— begin Listing —
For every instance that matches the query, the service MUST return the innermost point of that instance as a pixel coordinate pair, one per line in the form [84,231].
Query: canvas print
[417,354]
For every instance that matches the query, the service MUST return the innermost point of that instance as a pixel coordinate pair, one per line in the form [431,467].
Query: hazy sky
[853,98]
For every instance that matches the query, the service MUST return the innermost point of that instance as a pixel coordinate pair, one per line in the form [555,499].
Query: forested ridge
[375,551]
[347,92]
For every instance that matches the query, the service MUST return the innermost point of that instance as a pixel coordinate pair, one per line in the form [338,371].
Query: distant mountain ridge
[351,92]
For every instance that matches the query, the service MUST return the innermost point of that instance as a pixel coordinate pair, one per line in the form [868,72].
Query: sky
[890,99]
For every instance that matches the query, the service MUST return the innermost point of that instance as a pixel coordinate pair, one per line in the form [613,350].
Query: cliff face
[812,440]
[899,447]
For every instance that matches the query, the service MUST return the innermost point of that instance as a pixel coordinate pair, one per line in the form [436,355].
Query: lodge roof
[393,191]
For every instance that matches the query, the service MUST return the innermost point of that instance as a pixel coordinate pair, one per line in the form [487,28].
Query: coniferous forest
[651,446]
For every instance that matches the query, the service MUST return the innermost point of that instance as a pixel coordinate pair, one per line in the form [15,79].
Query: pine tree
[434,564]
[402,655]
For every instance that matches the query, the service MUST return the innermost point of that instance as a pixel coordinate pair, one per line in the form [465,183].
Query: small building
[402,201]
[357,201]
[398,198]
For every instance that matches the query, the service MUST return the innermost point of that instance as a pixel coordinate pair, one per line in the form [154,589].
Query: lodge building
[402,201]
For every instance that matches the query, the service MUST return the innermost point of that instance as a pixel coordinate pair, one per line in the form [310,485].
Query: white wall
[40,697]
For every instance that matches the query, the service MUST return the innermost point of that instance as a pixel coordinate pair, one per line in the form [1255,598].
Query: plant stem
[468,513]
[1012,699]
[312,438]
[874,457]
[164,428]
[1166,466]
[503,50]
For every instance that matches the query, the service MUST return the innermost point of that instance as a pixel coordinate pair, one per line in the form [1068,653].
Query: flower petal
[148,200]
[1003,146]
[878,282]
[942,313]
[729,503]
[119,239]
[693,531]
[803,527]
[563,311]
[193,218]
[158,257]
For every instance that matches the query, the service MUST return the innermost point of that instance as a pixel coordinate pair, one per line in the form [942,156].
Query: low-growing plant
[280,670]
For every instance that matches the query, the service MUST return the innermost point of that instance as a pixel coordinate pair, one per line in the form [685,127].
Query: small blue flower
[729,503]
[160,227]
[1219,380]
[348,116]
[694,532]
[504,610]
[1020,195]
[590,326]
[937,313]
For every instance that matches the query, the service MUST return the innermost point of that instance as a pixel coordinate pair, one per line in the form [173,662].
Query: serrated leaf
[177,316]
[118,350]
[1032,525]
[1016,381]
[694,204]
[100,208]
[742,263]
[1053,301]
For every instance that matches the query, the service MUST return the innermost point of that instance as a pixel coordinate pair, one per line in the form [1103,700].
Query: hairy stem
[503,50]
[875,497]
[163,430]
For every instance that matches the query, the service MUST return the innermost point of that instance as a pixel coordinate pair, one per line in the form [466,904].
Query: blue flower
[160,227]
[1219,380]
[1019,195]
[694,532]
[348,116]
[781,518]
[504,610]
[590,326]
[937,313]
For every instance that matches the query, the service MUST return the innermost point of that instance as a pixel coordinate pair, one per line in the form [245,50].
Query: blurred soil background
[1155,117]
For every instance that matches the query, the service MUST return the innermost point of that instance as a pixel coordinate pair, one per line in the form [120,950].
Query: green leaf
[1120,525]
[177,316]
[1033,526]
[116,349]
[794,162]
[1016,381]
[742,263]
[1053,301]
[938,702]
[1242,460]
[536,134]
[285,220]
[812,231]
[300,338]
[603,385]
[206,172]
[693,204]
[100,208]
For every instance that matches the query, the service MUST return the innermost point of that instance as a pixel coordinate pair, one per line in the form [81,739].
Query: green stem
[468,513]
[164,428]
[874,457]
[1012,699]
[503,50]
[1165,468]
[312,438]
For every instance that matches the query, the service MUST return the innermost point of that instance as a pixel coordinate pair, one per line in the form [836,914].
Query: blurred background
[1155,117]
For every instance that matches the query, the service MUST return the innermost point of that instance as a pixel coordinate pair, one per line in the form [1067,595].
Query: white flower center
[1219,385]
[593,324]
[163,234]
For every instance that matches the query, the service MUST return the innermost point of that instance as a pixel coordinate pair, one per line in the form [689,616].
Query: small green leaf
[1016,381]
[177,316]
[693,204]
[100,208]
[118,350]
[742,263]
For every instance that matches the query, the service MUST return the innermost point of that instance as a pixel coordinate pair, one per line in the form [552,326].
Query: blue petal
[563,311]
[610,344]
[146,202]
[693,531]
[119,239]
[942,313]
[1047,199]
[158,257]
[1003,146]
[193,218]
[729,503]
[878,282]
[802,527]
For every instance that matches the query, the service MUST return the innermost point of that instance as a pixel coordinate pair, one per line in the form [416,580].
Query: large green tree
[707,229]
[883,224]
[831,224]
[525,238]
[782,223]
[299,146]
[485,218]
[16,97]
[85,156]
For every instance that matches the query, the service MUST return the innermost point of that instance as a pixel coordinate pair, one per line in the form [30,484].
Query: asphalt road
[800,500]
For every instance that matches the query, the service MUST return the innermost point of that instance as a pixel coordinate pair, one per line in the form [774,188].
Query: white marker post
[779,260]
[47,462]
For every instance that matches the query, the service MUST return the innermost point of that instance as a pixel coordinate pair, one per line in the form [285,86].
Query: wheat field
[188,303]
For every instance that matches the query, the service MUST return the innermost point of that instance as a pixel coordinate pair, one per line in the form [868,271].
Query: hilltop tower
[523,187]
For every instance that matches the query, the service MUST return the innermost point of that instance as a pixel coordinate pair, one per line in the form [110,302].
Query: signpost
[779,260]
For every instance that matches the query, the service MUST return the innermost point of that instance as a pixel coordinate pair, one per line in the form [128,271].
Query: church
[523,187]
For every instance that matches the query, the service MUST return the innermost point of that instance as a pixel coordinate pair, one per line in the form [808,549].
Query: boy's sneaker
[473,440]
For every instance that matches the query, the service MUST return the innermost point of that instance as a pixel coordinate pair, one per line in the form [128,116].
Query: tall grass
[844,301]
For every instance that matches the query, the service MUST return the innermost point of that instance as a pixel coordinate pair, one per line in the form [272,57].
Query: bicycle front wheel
— end Listing —
Do this:
Give back the whole listing, word for word.

Response to the task:
For every instance that matches the query, the service MUST return the innermost point of that instance as a pixel coordinate pair, one per line in the form [84,231].
Query: canvas print
[417,354]
For every instance that matches the query, the service MUST return the innermost point of that instance as a pixel coordinate pair, one per line in the form [431,467].
Query: hazy sky
[853,98]
For every instance that matches the query, the service MUST return the innermost point of that instance as a pixel coordinate pair, one per line in the form [555,499].
Query: forested ridge
[375,551]
[347,92]
For every instance that matches the query, the service MUST return the innermost point of that instance as a pixel coordinate pair, one per line in the form [338,371].
Query: distant mountain ridge
[351,92]
For every instance that matches the query, the service MUST return the innermost point of that instance as a pixel coordinate pair, one per line in the form [868,72].
Query: sky
[890,99]
For every instance that matches the query, the service MUST return the innermost point of that instance as a pixel coordinate pair, one per line in the form [613,350].
Query: cliff face
[812,440]
[899,447]
For every instance that matches the query, the service MUST return the innermost point of that instance as a pixel coordinate pair, one per line in the form [436,355].
Query: lodge roof
[393,191]
For every instance that matches the query, the service MUST return the innermost point of that instance as a pixel coordinate pair, one per line in the form [487,28].
Query: coniferous forest
[651,446]
For every instance that matches the query, the service MUST return the innermost point of that instance as a pixel coordinate pair, one per line in the form [15,79].
Query: pine tree
[434,564]
[402,655]
For every instance that matches the query, the service MUST return the innermost point of that instance as a pixel coordinate pair, one per line in the form [465,183].
Query: small building
[402,201]
[357,201]
[398,198]
For every instance that matches the query, the service MUST return the innermost point of that instance as a pixel coordinate pair, one per line in the form [154,589].
Query: lodge building
[402,201]
For every instance that matches the query, the service MUST return the innermost point of that instance as a pixel coordinate pair, one per line in the form [310,485].
Query: white wall
[40,697]
For every instance that matches the query, the service MUST return the innermost point of that instance as a pixel coordinate pair, one per line in the form [1255,598].
Query: plant stem
[468,513]
[1012,699]
[312,438]
[874,457]
[164,428]
[1166,466]
[503,50]
For every instance that matches the query, the service MUST return the innermost point of that instance as a pixel coordinate pair, one per line in the form [1068,653].
Query: flower petal
[148,200]
[1003,146]
[878,282]
[942,313]
[729,503]
[119,239]
[693,531]
[803,527]
[563,311]
[193,218]
[158,257]
For every instance that matches the query, the service MUST return the innermost point of that instance as a pixel coordinate pair, one per line in the form [942,156].
Query: low-growing plant
[280,670]
For every instance that matches the query, the service MUST return the innermost point of that instance as a pixel coordinate pair, one per line in the form [685,127].
Query: small blue flower
[729,503]
[160,227]
[1219,380]
[348,116]
[694,532]
[504,610]
[1020,195]
[590,326]
[937,313]
For every instance that matches the query, the service MUST return the innermost point of that instance as a pixel coordinate pair, one per line in the form [173,662].
Query: serrated leaf
[177,316]
[118,350]
[1032,525]
[1016,381]
[694,204]
[100,208]
[742,263]
[1053,301]
For every instance that matches the query, the service MUST return the innermost point of that instance as a pixel coordinate pair, one per line in the form [1103,700].
Query: hairy stem
[503,50]
[875,497]
[163,430]
For every instance that matches the query, the service MUST return the innermost point of that instance as a pixel coordinate pair, one per line in the form [466,904].
Query: blue flower
[160,227]
[1219,380]
[1019,195]
[694,532]
[348,116]
[781,518]
[504,610]
[590,326]
[937,313]
For every instance that matches the query, the service MUST return the innermost point of that instance as a pixel coordinate pair, one per line in the form [245,50].
Query: blurred soil background
[1155,117]
For every instance that matches the query, the service MUST return the innermost point of that instance as a pixel coordinate pair, one per line in the form [120,950].
Query: green leaf
[1120,525]
[177,316]
[1033,526]
[116,349]
[794,162]
[1016,381]
[742,263]
[1053,301]
[938,702]
[1242,460]
[536,134]
[285,220]
[812,231]
[300,338]
[603,385]
[206,172]
[693,204]
[100,208]
For every instance that matches the query, the service MUST return the innermost point of that instance as a pixel coordinate pair, one per line in the form [81,739].
Query: green stem
[468,513]
[164,428]
[874,457]
[1012,699]
[503,50]
[1165,468]
[312,438]
For every instance that matches the query, the service MUST return the innermost point of that instance as a pixel coordinate pair, one per line in the form [836,914].
Query: blurred background
[1155,117]
For every instance that matches the query, the service MUST return the innermost point of that instance as a pixel coordinate pair, one per line in the form [1067,595].
Query: white flower center
[1219,385]
[593,324]
[163,234]
For every instance that matches the query, the service MUST return the innermost point of that instance as a pixel coordinate pair, one per line in the form [689,616].
Query: small green leaf
[1016,381]
[177,316]
[693,204]
[100,208]
[118,350]
[742,263]
For every instance that matches the query, the service MUST return the innermost point of that instance as a pixel coordinate pair, one per line in the form [552,326].
Query: blue petal
[563,311]
[610,344]
[146,202]
[693,531]
[119,239]
[942,313]
[1047,199]
[158,257]
[1003,146]
[193,218]
[729,503]
[878,282]
[802,527]
For every instance that matches the query, the service MUST return the innermost point of that instance as a pixel coordinate pair, one per line in the form [416,580].
Query: large green tree
[707,229]
[883,224]
[831,224]
[525,238]
[782,223]
[299,146]
[485,218]
[16,97]
[85,156]
For every instance that matches the query, the service MUST return the innermost point of that instance as a pixel coordinate pair, one per line in the form [30,484].
Query: asphalt road
[800,500]
For every instance that matches the query, the service MUST return the innermost point of that instance as a pixel coordinate pair, one per line in the form [774,188].
Query: white marker post
[779,260]
[47,462]
For every instance that matches the query, the service MUST return the innermost point of that instance as a pixel coordinate pair, one per line in the form [285,86].
Query: wheat field
[188,303]
For every instance that matches the query, the service MUST return the innermost point of that instance as a pixel coordinate pair, one per line in the form [868,271].
Query: hilltop tower
[523,187]
For every instance that matches the query, the service MUST return the innermost point of that instance as a pixel coordinate pair, one per line in the form [110,302].
Query: signpost
[779,260]
For every instance that matches the query, the service MUST return the innermost point of that instance as a pixel coordinate pair, one per line in the form [128,271].
Query: church
[523,187]
For every instance that matches the query, the service MUST return the innermost point of that instance as a pixel coordinate pair, one per line in the form [808,549].
Query: boy's sneaker
[473,440]
For every instance that matches the query, the service MUST return the innermost point of that instance as a pixel coordinate pair, one per line in the form [128,116].
Query: tall grass
[844,301]
For every instance that matches the query, the service MUST return the innermost point of that instance as a pixel coordinate pair, one per line in the form [272,57].
Query: bicycle front wheel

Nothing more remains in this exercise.